→ Data rows:

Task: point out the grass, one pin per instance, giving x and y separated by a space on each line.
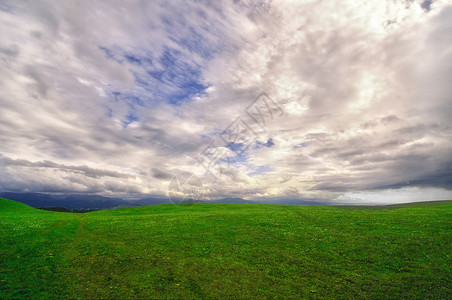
227 251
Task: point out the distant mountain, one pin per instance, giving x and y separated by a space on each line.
82 201
77 201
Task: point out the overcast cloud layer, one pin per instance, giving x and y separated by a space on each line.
118 97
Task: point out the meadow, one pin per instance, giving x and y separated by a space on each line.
227 251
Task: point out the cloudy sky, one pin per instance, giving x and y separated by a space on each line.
348 101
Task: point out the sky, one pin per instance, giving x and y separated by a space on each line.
342 101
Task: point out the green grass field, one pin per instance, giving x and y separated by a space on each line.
227 251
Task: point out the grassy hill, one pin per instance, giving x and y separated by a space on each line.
227 250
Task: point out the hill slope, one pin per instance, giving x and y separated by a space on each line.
226 250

→ Set problem: Extract every line of the listing above word for word, leaving the picture out of your answer.

→ Final answer:
Task: point out the grass, one pin per instance, giving x and y separated by a space on each line.
227 251
Task: point out the distant mountain, one pin per instance, giving x and y separated by a space on each line.
82 201
77 201
Task: point out the overcast cloud layer, one pin per instance, giving x and y separated by a space on each line.
118 97
Task: point out the meadow, one pin per instance, giving x and y separated by a space on each line.
227 251
Task: point out the cloudy sky, one pin per instance, giving x and y separated by a space on each line.
348 101
Task: point out the sky, one pin per instance, giving x and y separated by a space on each line.
342 101
Task: point out the green grass field, one pin per instance, giving x and y separated by a space on each line.
227 251
Task: point out the grassy hill, one pin per instance, giving x and y separated by a space on each line.
227 250
Task: point out the hill slope, one pin per instance, giving x and y separated by a space on each line.
226 250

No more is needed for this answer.